After reading thirty-five writing assignments that contained 26 consecutive sentences of 5 to 8 words, I decided to do something about it. I piled the aforementioned assignments in the recycling bin, soaked them in lighter fluid, lit a match, and watched them burn.
An Accidental Discovery
After teaching students how to create lively characters, convert telling sentences into showing ones, how to write dialogue, and how to use imagery, I felt good about myself...until I read their next assignment and realized their sentence structure added an aura of monotony and listlessness heretofore unknown. I lacked the energy to move. Seconds before soiling myself, I thought of some lesson plans for sentence structure. I ran to the restroom, came back to my classroom, called my wife, and told her I'd be home late.

■ **DATA TO EXAMINE**:
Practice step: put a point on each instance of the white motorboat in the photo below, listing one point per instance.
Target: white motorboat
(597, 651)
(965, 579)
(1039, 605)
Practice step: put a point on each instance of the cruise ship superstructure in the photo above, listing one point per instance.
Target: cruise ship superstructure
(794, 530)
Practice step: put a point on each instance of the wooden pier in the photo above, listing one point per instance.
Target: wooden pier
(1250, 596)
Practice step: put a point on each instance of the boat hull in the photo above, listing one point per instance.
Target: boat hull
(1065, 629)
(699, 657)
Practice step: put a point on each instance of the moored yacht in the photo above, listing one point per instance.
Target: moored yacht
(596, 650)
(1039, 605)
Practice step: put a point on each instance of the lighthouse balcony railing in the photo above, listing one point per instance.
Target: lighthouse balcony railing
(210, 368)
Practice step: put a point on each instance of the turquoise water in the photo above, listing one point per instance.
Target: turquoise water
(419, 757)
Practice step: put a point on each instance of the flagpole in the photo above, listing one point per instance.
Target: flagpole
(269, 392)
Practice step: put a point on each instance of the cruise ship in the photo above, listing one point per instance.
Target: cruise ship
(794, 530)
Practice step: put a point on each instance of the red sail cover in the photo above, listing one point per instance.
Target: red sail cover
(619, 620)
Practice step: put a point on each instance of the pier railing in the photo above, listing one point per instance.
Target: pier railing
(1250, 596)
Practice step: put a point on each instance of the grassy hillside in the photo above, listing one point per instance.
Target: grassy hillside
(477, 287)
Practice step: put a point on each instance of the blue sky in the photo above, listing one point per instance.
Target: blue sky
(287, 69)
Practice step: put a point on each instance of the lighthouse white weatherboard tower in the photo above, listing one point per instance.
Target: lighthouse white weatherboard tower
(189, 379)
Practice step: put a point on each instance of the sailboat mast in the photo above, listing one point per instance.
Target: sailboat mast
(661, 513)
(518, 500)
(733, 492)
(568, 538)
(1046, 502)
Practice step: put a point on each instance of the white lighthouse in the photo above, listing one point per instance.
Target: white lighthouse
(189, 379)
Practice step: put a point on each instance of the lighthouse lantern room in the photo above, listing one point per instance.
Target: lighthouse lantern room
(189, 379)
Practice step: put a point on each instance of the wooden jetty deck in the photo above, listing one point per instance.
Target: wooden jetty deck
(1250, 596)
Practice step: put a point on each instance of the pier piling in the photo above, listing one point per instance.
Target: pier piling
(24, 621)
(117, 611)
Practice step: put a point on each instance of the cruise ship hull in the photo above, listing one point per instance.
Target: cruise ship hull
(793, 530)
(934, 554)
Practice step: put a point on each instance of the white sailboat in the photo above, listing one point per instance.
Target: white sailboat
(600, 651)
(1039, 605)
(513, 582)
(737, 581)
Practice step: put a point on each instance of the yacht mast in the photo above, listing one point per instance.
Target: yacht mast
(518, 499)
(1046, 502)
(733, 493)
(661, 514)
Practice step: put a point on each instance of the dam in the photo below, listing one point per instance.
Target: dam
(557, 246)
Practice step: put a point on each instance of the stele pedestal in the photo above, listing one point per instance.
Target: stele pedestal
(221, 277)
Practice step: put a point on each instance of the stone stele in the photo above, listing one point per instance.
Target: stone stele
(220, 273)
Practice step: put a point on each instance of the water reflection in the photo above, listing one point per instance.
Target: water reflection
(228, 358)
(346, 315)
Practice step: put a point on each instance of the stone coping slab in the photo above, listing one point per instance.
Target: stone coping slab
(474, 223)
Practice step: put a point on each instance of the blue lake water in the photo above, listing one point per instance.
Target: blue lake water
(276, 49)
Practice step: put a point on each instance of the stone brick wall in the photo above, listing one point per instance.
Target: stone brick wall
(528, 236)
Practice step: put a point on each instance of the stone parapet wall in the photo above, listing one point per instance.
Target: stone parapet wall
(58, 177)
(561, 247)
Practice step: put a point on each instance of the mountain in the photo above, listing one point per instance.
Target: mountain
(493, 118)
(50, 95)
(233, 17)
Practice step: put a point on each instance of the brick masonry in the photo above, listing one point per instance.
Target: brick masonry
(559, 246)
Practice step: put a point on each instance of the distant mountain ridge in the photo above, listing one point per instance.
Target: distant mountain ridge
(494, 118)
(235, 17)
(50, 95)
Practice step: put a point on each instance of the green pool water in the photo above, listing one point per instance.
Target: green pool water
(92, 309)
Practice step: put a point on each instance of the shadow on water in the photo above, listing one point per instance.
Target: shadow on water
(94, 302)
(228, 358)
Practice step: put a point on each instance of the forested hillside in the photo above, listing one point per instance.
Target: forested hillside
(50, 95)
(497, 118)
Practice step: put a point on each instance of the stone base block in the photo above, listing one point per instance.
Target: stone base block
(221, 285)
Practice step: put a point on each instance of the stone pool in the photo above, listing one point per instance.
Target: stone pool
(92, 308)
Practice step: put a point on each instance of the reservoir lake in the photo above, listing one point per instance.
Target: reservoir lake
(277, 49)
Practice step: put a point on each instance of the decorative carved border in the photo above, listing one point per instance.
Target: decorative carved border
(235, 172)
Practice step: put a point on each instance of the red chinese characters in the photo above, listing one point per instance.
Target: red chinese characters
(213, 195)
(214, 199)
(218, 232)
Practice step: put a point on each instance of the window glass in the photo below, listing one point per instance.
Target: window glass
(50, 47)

■ **EXERCISE REQUIREMENTS**:
(1) Answer these from the classroom anecdote.
(a) How many writing assignments did the writer read?
(b) What did the writer soak the assignments in before lighting them?
(c) What did the writer tell the wife on the phone?
(2) Condense the paragraph of the classroom anecdote that begins "After teaching students how to create" into a short bulleted list, keeping its main facts.
(3) Repeat word for word the part of the classroom anecdote that opens with the words containing "An Accidental Discovery" and closes with "be home late.".

■ **RESPONSES TO THE TASKS**:
(1)
(a) Thirty-five.
(b) Lighter fluid.
(c) That the writer would be home late.

(2)
- I taught students to create lively characters, turn telling sentences into showing ones, write dialogue, and use imagery.
- I felt good about myself until I read their next assignment.
- Their sentence structure made the writing monotonous and listless.
- I lacked the energy to move.
- Seconds before soiling myself, I thought of some lesson plans for sentence structure.
- I ran to the restroom, came back to my classroom, and called my wife to tell her I'd be home late.

(3)
An Accidental Discovery
After teaching students how to create lively characters, convert telling sentences into showing ones, how to write dialogue, and how to use imagery, I felt good about myself...until I read their next assignment and realized their sentence structure added an aura of monotony and listlessness heretofore unknown. I lacked the energy to move. Seconds before soiling myself, I thought of some lesson plans for sentence structure. I ran to the restroom, came back to my classroom, called my wife, and told her I'd be home late.